| WHAT YOU NEED TO DO |
Everything from the line with "In the photo above, where can the woman be" through the final line below should be copied out exactly, and nothing else should appear.
****
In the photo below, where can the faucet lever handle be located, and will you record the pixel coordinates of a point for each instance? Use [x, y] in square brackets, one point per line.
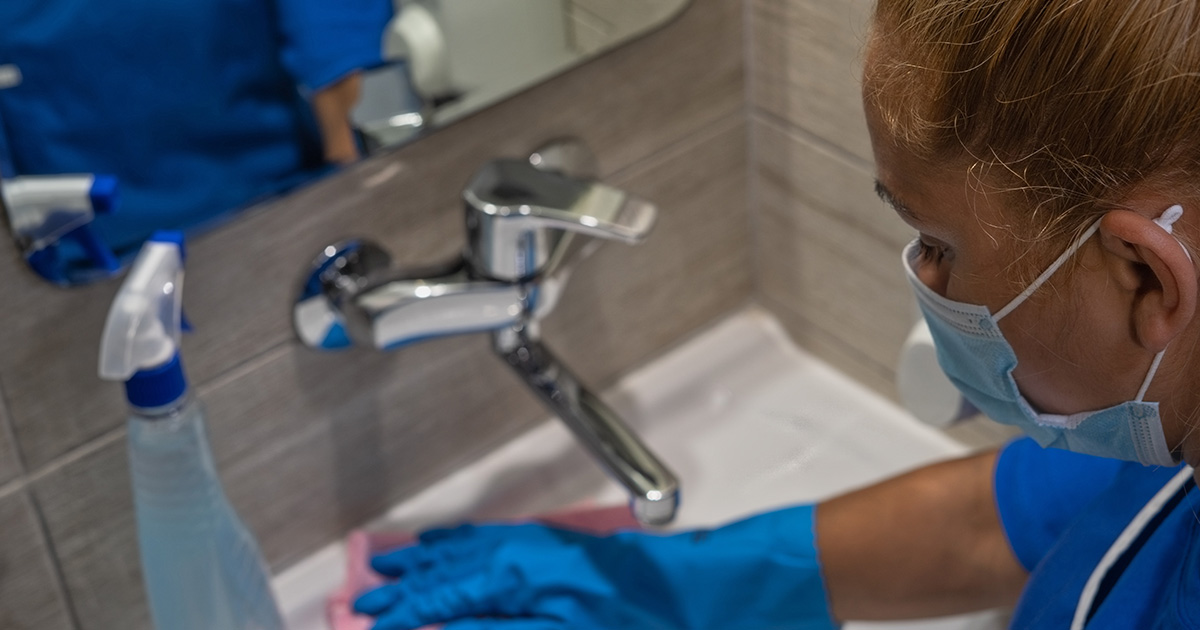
[601, 211]
[514, 191]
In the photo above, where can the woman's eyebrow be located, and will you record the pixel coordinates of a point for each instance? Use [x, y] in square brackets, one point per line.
[891, 199]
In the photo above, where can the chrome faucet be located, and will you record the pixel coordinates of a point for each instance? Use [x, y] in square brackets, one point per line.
[527, 225]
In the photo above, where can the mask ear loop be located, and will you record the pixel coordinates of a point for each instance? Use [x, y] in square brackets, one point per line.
[1165, 221]
[1050, 270]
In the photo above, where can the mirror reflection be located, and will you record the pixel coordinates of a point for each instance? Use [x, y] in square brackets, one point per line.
[121, 119]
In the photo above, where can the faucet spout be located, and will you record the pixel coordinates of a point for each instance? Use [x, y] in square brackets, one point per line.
[653, 487]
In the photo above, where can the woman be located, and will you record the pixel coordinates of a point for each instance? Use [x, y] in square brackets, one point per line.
[198, 107]
[1044, 150]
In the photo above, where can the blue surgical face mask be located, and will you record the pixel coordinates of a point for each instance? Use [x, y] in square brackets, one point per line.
[979, 361]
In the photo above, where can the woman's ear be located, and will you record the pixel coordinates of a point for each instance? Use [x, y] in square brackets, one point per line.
[1155, 267]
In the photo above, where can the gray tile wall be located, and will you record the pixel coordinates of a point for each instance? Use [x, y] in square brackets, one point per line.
****
| ANSWER BELOW |
In the photo above, where can the woman be located, and will you record the pixel coordinates of a point for each instance? Use [x, y] in square brackets, one point per line.
[198, 107]
[1044, 150]
In the photo above, where can the blue surgical face mask be located, and will you record the pixel coordinates of a point for each instance? Use [x, y] in square brackets, one point per line.
[979, 361]
In the photo above, where can the woman's ear be located, and will you record the pixel coordinates of a point for each instance? Use [x, y] in square brackets, one point per line.
[1155, 267]
In the photo above, where can the gray tile wall be located, and will you record the pixel coordinates of a point for each instance? Use [x, y] in square brackets, one point per line.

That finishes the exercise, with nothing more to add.